Aim. Arrange every line of the material below as a numbered list, skipping blank lines and leaving the pictures out.

— start Data for this exercise —

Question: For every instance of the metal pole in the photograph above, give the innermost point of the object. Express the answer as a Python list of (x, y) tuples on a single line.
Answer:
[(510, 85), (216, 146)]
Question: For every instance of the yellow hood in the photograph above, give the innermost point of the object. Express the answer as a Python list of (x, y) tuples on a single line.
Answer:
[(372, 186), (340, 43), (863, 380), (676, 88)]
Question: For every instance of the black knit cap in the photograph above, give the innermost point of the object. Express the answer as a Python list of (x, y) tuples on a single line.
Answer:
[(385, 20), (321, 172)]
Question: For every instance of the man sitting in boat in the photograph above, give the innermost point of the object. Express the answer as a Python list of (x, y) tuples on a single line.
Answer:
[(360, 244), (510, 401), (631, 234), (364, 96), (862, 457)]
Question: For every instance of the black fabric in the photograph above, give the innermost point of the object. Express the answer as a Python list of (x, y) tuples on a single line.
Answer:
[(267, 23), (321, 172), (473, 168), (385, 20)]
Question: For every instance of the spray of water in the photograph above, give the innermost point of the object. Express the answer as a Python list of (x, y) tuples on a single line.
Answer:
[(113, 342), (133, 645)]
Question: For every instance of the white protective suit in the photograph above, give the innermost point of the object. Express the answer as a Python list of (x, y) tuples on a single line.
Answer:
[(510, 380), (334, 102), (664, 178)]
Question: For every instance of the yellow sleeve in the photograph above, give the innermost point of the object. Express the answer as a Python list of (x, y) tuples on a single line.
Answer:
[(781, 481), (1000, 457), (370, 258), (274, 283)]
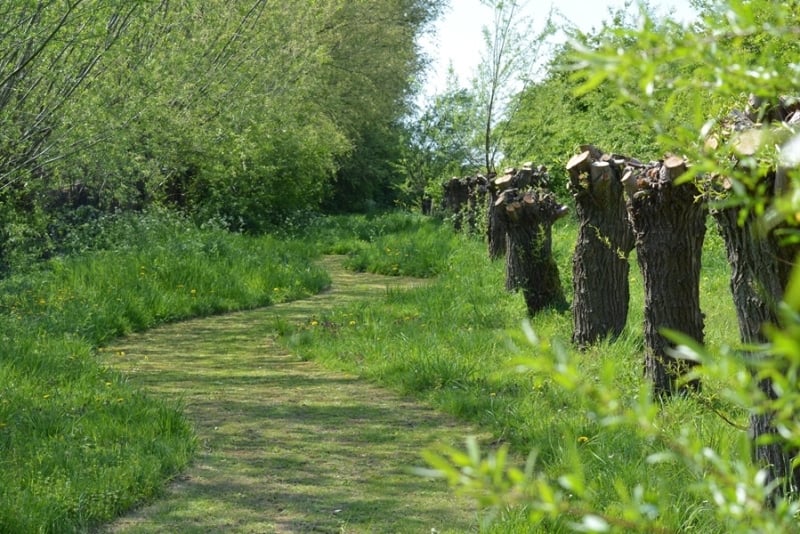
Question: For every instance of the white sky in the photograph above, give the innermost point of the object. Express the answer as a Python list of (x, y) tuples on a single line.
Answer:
[(459, 37)]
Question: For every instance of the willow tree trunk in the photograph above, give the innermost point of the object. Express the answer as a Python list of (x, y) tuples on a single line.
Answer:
[(600, 264), (669, 229), (528, 218), (757, 288)]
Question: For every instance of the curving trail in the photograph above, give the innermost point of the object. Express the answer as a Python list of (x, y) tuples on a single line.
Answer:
[(286, 446)]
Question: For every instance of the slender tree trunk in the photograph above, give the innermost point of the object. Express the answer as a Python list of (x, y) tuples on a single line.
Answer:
[(495, 230), (456, 198), (669, 228), (528, 219), (600, 264)]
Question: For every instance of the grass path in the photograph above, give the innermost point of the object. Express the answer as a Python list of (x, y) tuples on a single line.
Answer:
[(285, 445)]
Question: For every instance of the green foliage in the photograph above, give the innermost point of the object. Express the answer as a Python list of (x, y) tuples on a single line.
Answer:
[(680, 84), (80, 444), (604, 453), (231, 111), (441, 144)]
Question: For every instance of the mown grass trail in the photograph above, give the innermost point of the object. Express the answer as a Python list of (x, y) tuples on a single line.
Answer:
[(285, 445)]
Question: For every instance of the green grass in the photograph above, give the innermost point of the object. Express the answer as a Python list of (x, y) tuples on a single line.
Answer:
[(449, 343), (79, 444)]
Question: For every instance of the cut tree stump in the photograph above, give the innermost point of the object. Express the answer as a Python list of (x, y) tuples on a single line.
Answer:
[(669, 228), (528, 217), (760, 269), (600, 264)]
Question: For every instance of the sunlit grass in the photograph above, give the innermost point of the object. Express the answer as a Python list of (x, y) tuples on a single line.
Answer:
[(78, 445), (450, 342)]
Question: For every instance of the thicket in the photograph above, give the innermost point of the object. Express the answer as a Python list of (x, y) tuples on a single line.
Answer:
[(242, 112), (685, 89)]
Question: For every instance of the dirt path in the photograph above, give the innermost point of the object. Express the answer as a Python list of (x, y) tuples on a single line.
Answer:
[(284, 445)]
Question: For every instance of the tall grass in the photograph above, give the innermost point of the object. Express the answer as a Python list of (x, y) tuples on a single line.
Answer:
[(451, 343), (77, 443)]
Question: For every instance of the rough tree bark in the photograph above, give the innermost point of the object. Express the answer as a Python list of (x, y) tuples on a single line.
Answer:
[(605, 239), (756, 288), (760, 268), (528, 217), (669, 228), (511, 178)]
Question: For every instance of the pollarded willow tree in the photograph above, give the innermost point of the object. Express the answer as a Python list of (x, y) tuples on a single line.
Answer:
[(600, 265), (682, 82)]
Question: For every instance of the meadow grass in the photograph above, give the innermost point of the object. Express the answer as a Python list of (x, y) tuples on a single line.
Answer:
[(453, 343), (78, 444)]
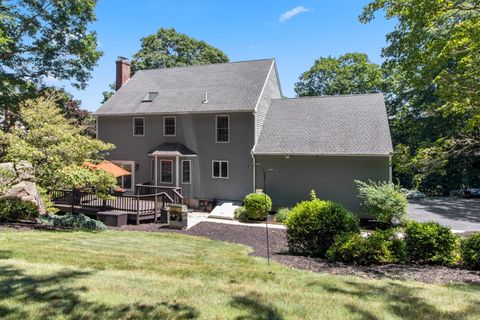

— end Data for this exercise —

Answer to this problem.
1. Question: For every instance of the metal pole in the photograph above, give the innermost point of the object. Express the answer as a Python list of (x, y) tuples on a single line.
2. Answer:
3. [(510, 85), (216, 146)]
4. Question: For every instance of the yellow hood in the photograph above, give the innermost point of the object. Express the answer as a Python list of (x, y) tuples on a single line.
5. Answer:
6. [(372, 186), (340, 43), (863, 380), (676, 88)]
7. Question: For every instance of the black knit cap in the photograph above, give the innermost point of the object. Express the answer as a Python list of (x, y) tuples on a single line.
8. Answer:
9. [(385, 20), (321, 172)]
10. Question: For every instance of the man sitting in boat in the photograph above, give the innermost point of the object. Express the answer as a Python list of (x, y) tuples on a single line.
11. Answer:
12. [(360, 244), (510, 401), (631, 234), (364, 96), (862, 457)]
13. Question: For every instance of the black fabric in the photograph above, give the innermost point of the object. Express the answer as a Python list of (x, y) tuples on a single line.
14. Answer:
15. [(267, 23), (321, 172), (473, 168), (385, 20)]
16. Question: For every instance of the spray of water in the photograph above, give the innermost point of the object. Express the answer as a Python list of (x, y) tuples on a single line.
17. Answer:
18. [(113, 342), (133, 645)]
19. Question: For every instance of the white protective suit in the photograph above, give the innermost point of the object. Express the answer as a Python list of (x, y) tuples on a single line.
20. Answer:
21. [(510, 380), (334, 102), (664, 178)]
22. Question: For every instance of the yellow sleeve in the photograph above, give the innermost point of the object. Express the answer as a Python list of (x, y) tuples on a single line.
23. Answer:
24. [(781, 481), (1000, 457), (370, 258), (274, 283)]
25. Question: For every instance of the white sky in the photograph above, give the innermost point of the object. Express the answer as a Python list of (x, y) tuples on a single line.
26. Answer:
27. [(459, 37)]
28. Question: For every instance of the willow tree trunk in the photograph above, give the innermost point of the object. Express the answer as a Python list of (x, y) tuples on a single line.
29. Answer:
30. [(600, 264), (669, 229), (528, 218), (757, 288)]
31. Question: For every instance of the curving trail in the photograph above, give the innermost point of the object. Express the answer as a Python list of (x, y) tuples on a single line.
32. Answer:
33. [(286, 446)]
34. Question: For every instance of the slender tree trunk in the photograph above, give the innermost point of the object. Express the answer as a Python list of (x, y) tuples on a single line.
35. Answer:
36. [(495, 230), (456, 198), (669, 228), (528, 219), (600, 264)]
37. Question: For every instance of the grass path in the photograph above, give the innermost point of the object. Express the answer as a Python list of (x, y) tuples on a single line.
38. Answer:
39. [(285, 445)]
40. Question: For every instance of the green foliage in the photograph above, give the innermost point of the object. Express the answer as a Python list of (x, y) tuples on a single line.
41. Answer:
42. [(680, 84), (80, 444), (604, 453), (231, 111), (441, 144)]
43. Question: For every instance of the mown grass trail in the photograph above, give the innermost point of the object. Express the answer as a Python list of (x, y) tuples on a single line.
44. Answer:
45. [(285, 445)]
46. Question: For every instance of the green grass in the photograph above, give the innermost point of the object. Express the answer as a Python list of (x, y) tuples on a single line.
47. Answer:
48. [(449, 343), (79, 444)]
49. Question: For every instance of the cut tree stump in the photograph above, give the innermost point of the object. Express the answer as a Python list of (x, y) tuples on a single line.
50. Answer:
51. [(669, 228), (528, 217), (760, 269), (600, 264)]
52. Question: For every instance of the sunlit grass in the photograph above, give the innermost point of the object. Express the answer as a Python list of (x, y) tuples on a single line.
53. Answer:
54. [(78, 445), (450, 342)]
55. Question: For every instance of the thicket in the photograph above, give the innermost point of the object. Express the answer as a Python list of (x, y) tuples on a single line.
56. Answer:
57. [(242, 112), (685, 89)]
58. Question: For every instance of the dirt path in the photograph above, give the innermost point of the object. Express the answer as a Python list of (x, y) tuples on a single line.
59. Answer:
60. [(284, 445)]
61. Question: For every instance of the tall grass in the photograph above, give the innermost point of the object. Express the answer as a Python list of (x, y) tuples on a single line.
62. Answer:
63. [(451, 343), (77, 443)]
64. Question: For every instance of the rough tree bark in the photograph above, give the innermost point of the object. Express the answer as a Python list of (x, y) tuples on a single line.
65. Answer:
66. [(605, 239), (756, 288), (760, 268), (528, 217), (669, 228), (511, 178)]
67. Question: For every instance of the pollarded willow tree in the photograph above, give the innermost point of the object. Express the answer as a Python list of (x, y) tuples on a single line.
68. Answer:
69. [(600, 265), (682, 82)]
70. Question: For every instance of the meadow grass in the photograph above, give the innermost point of the object. Express the answer as a Python list of (x, y) tuples on a single line.
71. Answer:
72. [(453, 343), (78, 444)]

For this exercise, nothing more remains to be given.